HOW TO COMPLETE THIS TASK: Write down exactly the lines from the one with "Wildlife-survey tagging: tag each instance of the blue sky" to the end of the data, first and last included, and no others.

Dataset entries:
· · · · · · ·
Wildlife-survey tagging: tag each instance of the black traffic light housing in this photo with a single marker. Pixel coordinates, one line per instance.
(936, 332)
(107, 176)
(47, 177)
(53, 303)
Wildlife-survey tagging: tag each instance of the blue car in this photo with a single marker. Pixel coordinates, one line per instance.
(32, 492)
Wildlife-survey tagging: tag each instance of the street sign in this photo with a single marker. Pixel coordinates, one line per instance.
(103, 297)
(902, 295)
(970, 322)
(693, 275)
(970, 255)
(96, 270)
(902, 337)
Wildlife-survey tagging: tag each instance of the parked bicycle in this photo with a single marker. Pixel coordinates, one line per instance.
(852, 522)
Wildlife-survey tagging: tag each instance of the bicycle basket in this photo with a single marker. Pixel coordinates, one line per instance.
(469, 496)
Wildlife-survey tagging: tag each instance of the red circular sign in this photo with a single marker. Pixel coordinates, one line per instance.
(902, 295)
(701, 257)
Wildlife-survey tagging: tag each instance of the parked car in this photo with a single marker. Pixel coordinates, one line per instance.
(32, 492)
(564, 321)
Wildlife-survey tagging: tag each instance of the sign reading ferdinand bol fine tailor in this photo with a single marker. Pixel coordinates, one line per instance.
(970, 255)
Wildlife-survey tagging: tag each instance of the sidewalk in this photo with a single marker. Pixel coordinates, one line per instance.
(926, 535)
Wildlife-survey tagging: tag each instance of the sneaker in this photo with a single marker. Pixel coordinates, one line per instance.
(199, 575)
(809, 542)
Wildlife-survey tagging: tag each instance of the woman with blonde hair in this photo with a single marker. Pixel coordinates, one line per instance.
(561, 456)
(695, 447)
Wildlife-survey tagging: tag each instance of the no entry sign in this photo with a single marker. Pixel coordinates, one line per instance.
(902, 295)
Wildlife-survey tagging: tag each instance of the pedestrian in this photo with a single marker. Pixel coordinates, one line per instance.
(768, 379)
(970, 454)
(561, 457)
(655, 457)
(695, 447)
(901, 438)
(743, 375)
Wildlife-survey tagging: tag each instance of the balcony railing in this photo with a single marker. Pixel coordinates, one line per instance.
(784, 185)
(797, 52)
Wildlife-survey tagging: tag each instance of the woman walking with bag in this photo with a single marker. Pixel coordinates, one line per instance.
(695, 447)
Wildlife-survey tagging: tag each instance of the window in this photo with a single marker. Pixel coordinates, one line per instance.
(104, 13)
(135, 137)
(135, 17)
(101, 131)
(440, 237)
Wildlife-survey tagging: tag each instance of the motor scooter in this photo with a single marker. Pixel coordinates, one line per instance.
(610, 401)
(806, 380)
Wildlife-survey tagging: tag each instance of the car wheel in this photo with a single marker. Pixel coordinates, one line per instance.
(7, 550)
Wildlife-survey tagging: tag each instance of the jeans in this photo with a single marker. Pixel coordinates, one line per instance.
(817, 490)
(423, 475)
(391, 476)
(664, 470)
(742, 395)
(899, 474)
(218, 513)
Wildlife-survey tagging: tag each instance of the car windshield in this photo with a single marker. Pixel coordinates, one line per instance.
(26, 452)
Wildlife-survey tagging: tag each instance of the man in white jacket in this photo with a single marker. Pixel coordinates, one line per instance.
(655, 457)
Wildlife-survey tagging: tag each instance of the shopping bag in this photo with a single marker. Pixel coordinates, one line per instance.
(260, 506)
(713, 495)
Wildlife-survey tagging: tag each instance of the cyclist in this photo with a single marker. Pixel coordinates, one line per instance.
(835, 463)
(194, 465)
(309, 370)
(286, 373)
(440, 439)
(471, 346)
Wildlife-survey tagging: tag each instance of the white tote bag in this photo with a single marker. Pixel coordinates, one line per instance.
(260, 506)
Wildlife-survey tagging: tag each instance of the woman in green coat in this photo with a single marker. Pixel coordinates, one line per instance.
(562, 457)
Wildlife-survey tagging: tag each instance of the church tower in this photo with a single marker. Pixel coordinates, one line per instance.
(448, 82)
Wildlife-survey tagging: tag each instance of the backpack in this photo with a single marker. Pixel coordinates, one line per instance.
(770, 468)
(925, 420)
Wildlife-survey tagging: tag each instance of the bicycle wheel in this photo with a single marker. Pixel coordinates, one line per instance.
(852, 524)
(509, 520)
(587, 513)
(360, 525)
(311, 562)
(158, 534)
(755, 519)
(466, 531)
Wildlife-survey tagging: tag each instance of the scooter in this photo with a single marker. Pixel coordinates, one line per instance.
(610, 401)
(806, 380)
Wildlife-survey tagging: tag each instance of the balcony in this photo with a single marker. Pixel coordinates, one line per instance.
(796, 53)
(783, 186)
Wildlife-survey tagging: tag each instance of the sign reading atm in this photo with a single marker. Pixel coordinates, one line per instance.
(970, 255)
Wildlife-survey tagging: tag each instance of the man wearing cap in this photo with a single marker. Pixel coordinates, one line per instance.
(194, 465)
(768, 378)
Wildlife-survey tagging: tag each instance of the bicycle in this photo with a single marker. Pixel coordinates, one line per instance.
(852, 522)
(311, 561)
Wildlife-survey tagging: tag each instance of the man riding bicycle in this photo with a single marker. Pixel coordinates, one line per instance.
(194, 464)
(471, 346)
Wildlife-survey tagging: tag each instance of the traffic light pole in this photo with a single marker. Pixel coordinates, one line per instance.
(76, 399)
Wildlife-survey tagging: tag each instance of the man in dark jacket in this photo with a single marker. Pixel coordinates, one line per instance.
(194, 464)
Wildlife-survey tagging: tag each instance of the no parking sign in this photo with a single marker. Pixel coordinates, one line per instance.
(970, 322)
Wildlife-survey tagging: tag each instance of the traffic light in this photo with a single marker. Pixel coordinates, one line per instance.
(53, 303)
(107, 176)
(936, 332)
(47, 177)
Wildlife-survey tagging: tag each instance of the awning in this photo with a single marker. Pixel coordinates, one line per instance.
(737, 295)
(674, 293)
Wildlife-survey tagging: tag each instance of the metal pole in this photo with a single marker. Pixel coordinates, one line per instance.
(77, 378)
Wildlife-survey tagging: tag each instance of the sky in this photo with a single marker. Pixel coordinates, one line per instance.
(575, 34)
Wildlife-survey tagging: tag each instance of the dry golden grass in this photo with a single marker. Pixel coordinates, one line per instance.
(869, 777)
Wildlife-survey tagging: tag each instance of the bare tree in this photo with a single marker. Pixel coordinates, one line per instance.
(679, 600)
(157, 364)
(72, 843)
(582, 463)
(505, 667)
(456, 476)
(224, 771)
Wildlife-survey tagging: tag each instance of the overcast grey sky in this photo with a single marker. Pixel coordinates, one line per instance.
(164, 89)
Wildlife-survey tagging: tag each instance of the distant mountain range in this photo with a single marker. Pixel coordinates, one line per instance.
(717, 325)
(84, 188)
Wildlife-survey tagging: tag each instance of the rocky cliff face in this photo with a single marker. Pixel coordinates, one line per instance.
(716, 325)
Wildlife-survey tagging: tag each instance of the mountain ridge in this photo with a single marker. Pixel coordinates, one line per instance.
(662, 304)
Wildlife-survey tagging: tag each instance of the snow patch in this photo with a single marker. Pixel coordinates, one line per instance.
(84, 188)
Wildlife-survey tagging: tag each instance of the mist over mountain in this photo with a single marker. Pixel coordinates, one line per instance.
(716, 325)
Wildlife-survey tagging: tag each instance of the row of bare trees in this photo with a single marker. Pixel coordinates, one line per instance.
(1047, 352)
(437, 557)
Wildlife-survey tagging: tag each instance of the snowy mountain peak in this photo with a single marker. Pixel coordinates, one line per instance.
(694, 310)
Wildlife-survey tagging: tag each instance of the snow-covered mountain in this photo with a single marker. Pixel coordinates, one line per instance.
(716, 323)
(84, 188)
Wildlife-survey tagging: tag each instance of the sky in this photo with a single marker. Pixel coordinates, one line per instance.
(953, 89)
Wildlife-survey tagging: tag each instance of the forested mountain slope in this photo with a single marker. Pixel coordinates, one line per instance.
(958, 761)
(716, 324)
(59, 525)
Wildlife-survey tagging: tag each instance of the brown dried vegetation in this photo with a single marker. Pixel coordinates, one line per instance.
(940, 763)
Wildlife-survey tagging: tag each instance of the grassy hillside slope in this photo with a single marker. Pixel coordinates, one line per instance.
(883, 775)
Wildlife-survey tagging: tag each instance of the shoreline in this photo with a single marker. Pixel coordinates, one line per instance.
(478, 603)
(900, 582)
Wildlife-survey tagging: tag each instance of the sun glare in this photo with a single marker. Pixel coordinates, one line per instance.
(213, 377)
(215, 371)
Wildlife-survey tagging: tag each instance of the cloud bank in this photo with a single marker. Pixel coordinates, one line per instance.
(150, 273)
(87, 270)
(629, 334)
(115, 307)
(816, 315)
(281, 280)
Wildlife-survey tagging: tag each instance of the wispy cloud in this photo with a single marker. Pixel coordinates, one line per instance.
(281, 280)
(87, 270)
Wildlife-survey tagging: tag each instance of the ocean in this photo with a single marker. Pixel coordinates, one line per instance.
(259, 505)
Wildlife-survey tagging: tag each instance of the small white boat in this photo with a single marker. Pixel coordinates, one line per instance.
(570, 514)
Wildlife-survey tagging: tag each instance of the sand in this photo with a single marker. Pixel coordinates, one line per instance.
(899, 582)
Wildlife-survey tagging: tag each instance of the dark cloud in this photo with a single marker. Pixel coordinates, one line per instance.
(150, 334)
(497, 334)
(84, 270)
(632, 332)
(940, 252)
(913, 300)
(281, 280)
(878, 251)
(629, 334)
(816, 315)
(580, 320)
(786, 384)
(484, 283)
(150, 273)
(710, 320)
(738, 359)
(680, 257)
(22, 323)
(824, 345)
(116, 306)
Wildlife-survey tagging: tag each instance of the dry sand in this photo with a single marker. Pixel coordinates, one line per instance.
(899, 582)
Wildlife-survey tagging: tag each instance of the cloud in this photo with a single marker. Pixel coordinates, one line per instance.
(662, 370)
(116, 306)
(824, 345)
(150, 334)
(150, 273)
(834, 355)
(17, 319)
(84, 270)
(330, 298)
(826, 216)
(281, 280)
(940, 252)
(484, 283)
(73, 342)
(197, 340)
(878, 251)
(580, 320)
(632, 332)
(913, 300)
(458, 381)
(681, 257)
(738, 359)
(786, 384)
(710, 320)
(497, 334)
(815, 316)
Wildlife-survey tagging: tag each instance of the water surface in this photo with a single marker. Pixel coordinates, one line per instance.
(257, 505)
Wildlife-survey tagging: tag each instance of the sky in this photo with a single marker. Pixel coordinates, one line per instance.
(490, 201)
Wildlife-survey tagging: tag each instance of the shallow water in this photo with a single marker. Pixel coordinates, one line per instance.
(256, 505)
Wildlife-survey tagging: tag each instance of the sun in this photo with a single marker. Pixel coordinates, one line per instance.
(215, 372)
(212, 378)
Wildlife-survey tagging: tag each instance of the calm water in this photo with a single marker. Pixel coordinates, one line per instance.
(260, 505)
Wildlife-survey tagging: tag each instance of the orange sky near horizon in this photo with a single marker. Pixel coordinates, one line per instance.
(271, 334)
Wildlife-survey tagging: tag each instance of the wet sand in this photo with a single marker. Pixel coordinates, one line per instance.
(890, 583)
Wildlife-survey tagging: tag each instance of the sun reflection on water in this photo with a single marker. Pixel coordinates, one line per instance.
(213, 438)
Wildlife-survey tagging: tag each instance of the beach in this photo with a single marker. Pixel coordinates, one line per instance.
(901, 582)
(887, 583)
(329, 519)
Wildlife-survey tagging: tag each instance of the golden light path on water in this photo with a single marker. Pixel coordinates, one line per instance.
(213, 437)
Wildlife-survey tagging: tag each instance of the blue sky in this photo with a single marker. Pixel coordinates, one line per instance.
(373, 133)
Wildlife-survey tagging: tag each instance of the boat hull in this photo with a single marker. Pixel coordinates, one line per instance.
· · · · · · ·
EXERCISE RESULT:
Wildlife-survey tagging: tag each instance of the blue sky in this photo with a single marker. Pixel coordinates, one line per instance.
(373, 133)
Wildlife-survey tagging: tag each instance of the boat hull in this photo with a single marker. Pixel coordinates, one line per instance.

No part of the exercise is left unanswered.